• [DATA LISTING]:
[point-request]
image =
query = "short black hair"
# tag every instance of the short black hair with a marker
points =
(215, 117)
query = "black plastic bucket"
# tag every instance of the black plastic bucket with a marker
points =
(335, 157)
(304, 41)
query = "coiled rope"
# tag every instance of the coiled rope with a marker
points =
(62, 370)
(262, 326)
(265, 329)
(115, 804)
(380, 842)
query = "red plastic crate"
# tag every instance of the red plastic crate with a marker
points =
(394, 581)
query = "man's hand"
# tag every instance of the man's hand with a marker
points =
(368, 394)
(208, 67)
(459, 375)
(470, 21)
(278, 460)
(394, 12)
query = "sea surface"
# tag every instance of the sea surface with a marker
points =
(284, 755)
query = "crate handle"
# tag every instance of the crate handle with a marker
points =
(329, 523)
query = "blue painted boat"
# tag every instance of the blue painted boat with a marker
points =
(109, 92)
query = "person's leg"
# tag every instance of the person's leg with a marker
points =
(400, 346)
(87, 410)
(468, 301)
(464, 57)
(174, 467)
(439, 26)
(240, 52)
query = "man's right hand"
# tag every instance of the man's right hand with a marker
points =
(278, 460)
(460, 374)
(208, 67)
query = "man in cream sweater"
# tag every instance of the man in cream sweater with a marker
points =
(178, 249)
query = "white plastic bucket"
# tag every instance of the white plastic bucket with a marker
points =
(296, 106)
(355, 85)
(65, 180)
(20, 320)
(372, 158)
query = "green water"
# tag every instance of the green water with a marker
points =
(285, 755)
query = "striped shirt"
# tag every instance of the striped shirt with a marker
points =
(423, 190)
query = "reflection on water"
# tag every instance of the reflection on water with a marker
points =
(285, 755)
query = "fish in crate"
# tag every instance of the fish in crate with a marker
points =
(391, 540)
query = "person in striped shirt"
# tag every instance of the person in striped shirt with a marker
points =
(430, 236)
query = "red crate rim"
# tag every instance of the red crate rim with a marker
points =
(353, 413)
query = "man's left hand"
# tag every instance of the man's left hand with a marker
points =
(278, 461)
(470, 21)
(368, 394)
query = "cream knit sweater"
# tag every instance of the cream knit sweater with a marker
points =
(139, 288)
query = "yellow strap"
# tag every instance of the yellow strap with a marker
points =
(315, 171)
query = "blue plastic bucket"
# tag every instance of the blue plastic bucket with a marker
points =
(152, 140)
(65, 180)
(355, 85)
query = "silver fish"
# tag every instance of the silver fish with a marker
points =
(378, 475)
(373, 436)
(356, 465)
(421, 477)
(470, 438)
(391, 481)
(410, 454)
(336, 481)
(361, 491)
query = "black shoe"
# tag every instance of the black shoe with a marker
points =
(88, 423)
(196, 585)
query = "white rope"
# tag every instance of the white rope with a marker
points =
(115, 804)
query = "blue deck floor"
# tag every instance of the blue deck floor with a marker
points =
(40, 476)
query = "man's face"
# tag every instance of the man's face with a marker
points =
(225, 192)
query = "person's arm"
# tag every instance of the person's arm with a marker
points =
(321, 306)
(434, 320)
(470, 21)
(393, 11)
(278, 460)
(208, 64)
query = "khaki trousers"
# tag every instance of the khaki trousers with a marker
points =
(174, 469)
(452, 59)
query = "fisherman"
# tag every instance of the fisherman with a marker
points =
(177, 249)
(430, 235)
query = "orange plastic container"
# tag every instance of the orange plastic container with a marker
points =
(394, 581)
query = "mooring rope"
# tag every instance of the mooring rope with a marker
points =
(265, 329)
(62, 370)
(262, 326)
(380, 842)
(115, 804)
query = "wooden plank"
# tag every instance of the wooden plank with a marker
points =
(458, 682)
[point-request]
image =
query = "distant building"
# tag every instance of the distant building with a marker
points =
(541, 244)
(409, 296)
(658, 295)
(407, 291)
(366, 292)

• [YOUR GOAL]: Return every entry verbatim.

• [REPLY]:
[point-request]
image =
query = "short black hair"
# tag every instance of the short black hair with a marker
points =
(215, 117)
query = "black plastic bucket"
# tag every instance of the black plastic bucket with a marker
points =
(335, 157)
(304, 41)
query = "coiled rope"
# tag every instance of the coiled rope with a marker
points =
(62, 370)
(262, 326)
(265, 329)
(115, 804)
(380, 842)
query = "red plastic crate"
# tag every instance of the red plastic crate with a marker
points =
(394, 581)
query = "man's hand"
# tag every instance of the man's hand with a marker
points =
(368, 394)
(208, 67)
(459, 375)
(470, 21)
(278, 460)
(394, 12)
query = "sea surface"
# tag every instance of the sea surface with a marker
points =
(284, 755)
query = "crate handle"
# tag every instance of the crate handle with a marker
points =
(329, 523)
query = "blue painted boat"
# tag every instance of the blue painted boat with a marker
points =
(109, 92)
query = "person's leg"
# tag every instance of the person's leg with a marker
points =
(400, 346)
(87, 410)
(468, 301)
(464, 57)
(174, 467)
(439, 26)
(240, 52)
query = "man's right hand"
# tag every instance of the man's right hand with a marker
points =
(278, 460)
(460, 374)
(208, 67)
query = "man in cream sweater"
# tag every instance of the man in cream sweater with a marker
points =
(178, 249)
query = "white plastic bucket"
# tag every instance of the white plastic bucket with a marker
points =
(296, 106)
(355, 85)
(65, 180)
(20, 320)
(372, 158)
query = "green water"
# tag every instance of the green water with a marker
points =
(285, 755)
query = "striped shirt"
# tag every instance of the striped shirt with a marker
points =
(423, 190)
query = "reflection on water"
# tag every instance of the reflection on water with a marker
points =
(285, 755)
query = "fish in crate"
# tag every instance of the fish in crate with a marker
points =
(391, 540)
query = "person in striped shirt"
# tag every instance of the person in striped shirt with a marker
points =
(430, 236)
query = "red crate rim"
# tag every instance of the red crate rim with a marker
points =
(353, 413)
query = "man's left hand"
# tag every instance of the man's left hand with a marker
points =
(278, 461)
(470, 21)
(368, 394)
query = "cream knit sweater"
# tag every instance of the cream knit sweater with a marker
points =
(139, 288)
query = "yellow strap"
# tag every instance of the yellow strap with a marker
points =
(315, 171)
query = "blue plastic bucket"
# tag every instance of the blue plastic bucket with a marker
points =
(152, 140)
(65, 180)
(355, 85)
query = "silver fish"
# tag every instance of the silver fish with a marker
points =
(378, 475)
(373, 436)
(356, 465)
(421, 477)
(470, 438)
(391, 481)
(410, 454)
(336, 481)
(361, 491)
query = "black shoe"
# tag every instance of the black shoe with a marker
points =
(88, 423)
(196, 585)
query = "white rope"
# tag every instance of the white rope with a marker
points =
(115, 804)
query = "blue deck floor"
# tag every instance of the blue deck floor with a marker
points =
(40, 476)
query = "man's face"
# tag every instance of the man's face with a marker
points =
(225, 192)
query = "person's arm"
# tag every instance of the person's arm with a marker
points =
(321, 306)
(434, 320)
(470, 21)
(393, 11)
(278, 460)
(208, 64)
query = "khaki trousers"
# tag every instance of the khaki trousers with a marker
points =
(174, 469)
(452, 59)
query = "fisherman"
# tag every instance of the fisherman with a marker
points =
(177, 249)
(430, 235)
query = "orange plastic container"
# tag every instance of the orange plastic container with a marker
points =
(394, 581)
query = "mooring rope"
# tag every instance of the mooring rope with a marker
points =
(265, 329)
(62, 370)
(262, 326)
(380, 842)
(115, 804)
query = "wooden plank"
# tag every instance of the wooden plank with a marker
points =
(458, 682)
[point-request]
image =
query = "distant building"
# tag every instance of the distant building with a marker
points =
(541, 244)
(409, 296)
(658, 295)
(407, 291)
(366, 292)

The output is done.